• **The problem**
Please write out every line of the material below again, requests included, and add -106 to each point coordinate in the answer outlines. Leave the numbers in the requests and their format samples unchanged.

Labeled area outline items
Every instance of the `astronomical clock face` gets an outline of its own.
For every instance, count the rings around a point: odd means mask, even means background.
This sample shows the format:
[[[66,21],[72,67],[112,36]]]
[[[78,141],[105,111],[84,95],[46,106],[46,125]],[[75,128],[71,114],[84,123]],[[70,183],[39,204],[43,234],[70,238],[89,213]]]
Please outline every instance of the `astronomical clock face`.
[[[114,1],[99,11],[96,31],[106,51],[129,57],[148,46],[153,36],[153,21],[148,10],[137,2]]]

• **Answer to the problem**
Every instance of the `astronomical clock face` gets an outline of its own.
For every instance, count the rings around a point: odd means mask, even means background.
This sample shows the format:
[[[66,21],[72,67],[112,36]]]
[[[78,141],[105,111],[84,95],[46,106],[46,125]],[[75,128],[71,114],[84,123]],[[70,183],[39,204],[43,234],[70,238],[89,213]]]
Please outline every instance of the `astronomical clock face`.
[[[8,-105],[-7,-95],[-10,-75],[0,-55],[23,-49],[42,-60],[47,-70],[47,-85],[42,-96],[31,-104]]]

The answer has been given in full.